Homicídio e Materialidade


O CASO BRUNO E O ‘CORPO DE DELITO’: A INCOMPREENSÃO DA LEI PODE TRAZER IMPUNIDADE

Está se confundindo “corpo de delito” com “corpo da vítima”, erro palmar, por incompreensão do Código de Processo Penal ou do latim que originou a primeira expressão (corpus delictis). Assim, há que se estabelecer, desde logo, a diferença quanto ao requisito ou necessidade do "corpo de delito”: no caso de denúncia, o "corpo de delito" não é ainda necessário, mas torna-se imprescindível para a decretação da prisão preventiva ou para a prolação da pronúncia, conforme dispõe o Código.

Para a denúncia (início da ação penal pelo Ministério Público), aplica-se o princípio in dubio pro societatis, na dúvida se denuncia, eis que para seu oferecimento basta a fundada suspeita da ocorrência de um crime de homicídio: vale dizer, inexiste a obrigatoriedade da certeza de um delito contra a vida, mesmo porque, durante a fase instrutória, torna-se ainda possível o estabelecimento da certeza jurídica de tal crime, ou seja, fazer prova do corpo de delito. Corpo de delito é, assim, a prova da existência do crime. Desse modo, para a decretação da prisão preventiva (art. 311 do CPP) e para a pronúncia (art. 413), indispensável a comprovação da materialidade (corpo de delito) do referido homicídio, ou seja, imprescindível a certeza jurídica de sua ocorrência.
========================================================================
▶ **Questão breve A**
Conte quantas linhas dos registros contêm a palavra "grass" e informe somente esse número.
========================================================================
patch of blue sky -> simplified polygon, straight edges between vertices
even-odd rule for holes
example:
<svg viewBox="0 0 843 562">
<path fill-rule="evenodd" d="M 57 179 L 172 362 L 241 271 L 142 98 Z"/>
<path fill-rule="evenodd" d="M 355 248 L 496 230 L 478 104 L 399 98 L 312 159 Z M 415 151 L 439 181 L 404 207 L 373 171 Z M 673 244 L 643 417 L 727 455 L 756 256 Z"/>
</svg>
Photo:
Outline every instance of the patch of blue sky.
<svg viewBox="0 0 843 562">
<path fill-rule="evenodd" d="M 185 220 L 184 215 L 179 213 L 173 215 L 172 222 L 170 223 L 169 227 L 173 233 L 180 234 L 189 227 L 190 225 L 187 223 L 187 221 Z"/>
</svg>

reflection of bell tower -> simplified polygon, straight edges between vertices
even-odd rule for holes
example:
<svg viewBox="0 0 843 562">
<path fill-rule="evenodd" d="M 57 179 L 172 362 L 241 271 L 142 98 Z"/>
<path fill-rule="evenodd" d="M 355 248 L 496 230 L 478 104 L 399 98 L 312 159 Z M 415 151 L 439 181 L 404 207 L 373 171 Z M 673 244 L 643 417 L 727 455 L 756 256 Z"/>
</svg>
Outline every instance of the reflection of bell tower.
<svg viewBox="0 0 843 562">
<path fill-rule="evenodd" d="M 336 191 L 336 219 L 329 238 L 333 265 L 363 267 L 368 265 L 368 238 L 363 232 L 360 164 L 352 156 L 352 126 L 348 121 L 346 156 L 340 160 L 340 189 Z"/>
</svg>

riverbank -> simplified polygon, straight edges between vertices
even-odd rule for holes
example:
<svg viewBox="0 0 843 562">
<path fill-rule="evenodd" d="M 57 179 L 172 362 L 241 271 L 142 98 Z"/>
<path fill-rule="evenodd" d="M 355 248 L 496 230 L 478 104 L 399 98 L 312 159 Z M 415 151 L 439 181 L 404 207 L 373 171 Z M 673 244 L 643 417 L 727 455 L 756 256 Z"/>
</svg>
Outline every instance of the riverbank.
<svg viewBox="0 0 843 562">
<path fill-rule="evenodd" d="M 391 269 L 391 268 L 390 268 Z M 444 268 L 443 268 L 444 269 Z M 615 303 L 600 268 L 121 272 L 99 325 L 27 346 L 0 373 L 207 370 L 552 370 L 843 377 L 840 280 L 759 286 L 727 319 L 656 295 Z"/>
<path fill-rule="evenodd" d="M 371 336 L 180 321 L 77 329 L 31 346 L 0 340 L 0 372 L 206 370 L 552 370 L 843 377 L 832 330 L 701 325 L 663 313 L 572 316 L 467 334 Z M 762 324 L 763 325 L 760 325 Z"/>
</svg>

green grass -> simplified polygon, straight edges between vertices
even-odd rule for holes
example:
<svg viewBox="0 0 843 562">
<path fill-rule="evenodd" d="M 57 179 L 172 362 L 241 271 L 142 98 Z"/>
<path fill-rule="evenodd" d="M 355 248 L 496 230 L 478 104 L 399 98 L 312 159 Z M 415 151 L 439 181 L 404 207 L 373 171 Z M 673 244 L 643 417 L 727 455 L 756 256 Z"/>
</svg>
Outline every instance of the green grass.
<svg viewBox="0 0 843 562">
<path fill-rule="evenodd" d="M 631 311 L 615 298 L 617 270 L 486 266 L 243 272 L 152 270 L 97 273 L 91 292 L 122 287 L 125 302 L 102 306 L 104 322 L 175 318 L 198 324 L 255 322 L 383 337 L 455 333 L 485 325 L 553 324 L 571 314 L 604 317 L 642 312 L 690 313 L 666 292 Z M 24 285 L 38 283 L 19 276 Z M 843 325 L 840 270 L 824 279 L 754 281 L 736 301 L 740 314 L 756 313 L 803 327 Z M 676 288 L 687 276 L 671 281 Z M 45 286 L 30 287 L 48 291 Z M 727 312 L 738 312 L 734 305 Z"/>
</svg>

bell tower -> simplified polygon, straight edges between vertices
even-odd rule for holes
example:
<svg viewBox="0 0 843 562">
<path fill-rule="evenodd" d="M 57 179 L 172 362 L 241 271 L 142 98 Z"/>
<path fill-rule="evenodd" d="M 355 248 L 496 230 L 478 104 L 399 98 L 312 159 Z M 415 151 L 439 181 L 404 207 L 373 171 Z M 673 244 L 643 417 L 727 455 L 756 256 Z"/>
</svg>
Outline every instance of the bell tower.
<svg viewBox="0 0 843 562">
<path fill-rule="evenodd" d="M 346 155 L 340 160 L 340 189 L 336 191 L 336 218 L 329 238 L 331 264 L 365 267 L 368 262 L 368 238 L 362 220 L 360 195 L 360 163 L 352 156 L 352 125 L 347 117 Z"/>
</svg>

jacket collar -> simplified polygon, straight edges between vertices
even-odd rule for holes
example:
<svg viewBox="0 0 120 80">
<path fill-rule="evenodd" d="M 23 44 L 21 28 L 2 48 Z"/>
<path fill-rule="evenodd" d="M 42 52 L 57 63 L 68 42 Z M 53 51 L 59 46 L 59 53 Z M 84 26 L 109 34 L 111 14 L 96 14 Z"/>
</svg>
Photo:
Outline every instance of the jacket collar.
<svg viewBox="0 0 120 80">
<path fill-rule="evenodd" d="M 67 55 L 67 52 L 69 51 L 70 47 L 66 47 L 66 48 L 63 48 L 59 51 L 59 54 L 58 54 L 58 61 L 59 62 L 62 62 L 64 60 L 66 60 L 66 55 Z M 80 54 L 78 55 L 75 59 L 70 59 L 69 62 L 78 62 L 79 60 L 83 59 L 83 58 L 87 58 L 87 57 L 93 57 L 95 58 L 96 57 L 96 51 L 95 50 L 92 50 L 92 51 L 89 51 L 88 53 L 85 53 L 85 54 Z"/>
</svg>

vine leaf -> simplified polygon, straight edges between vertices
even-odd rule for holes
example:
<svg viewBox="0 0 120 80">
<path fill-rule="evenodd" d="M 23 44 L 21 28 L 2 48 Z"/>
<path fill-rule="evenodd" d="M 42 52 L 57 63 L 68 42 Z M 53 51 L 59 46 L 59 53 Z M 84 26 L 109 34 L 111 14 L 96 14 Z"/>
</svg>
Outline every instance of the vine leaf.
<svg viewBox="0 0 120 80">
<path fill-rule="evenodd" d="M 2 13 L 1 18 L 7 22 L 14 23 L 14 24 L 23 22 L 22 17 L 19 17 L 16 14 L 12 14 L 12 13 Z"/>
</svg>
========================================================================
▶ **Questão breve B**
Devolva, sem qualquer alteração, o trecho do texto sobre corpo de delito que se inicia com as palavras "Para a denúncia" e se encerra com "de sua ocorrência.".

▶ **Resultado correto A**
2

▶ **Resultado correto B**
Para a denúncia (início da ação penal pelo Ministério Público), aplica-se o princípio in dubio pro societatis, na dúvida se denuncia, eis que para seu oferecimento basta a fundada suspeita da ocorrência de um crime de homicídio: vale dizer, inexiste a obrigatoriedade da certeza de um delito contra a vida, mesmo porque, durante a fase instrutória, torna-se ainda possível o estabelecimento da certeza jurídica de tal crime, ou seja, fazer prova do corpo de delito. Corpo de delito é, assim, a prova da existência do crime. Desse modo, para a decretação da prisão preventiva (art. 311 do CPP) e para a pronúncia (art. 413), indispensável a comprovação da materialidade (corpo de delito) do referido homicídio, ou seja, imprescindível a certeza jurídica de sua ocorrência.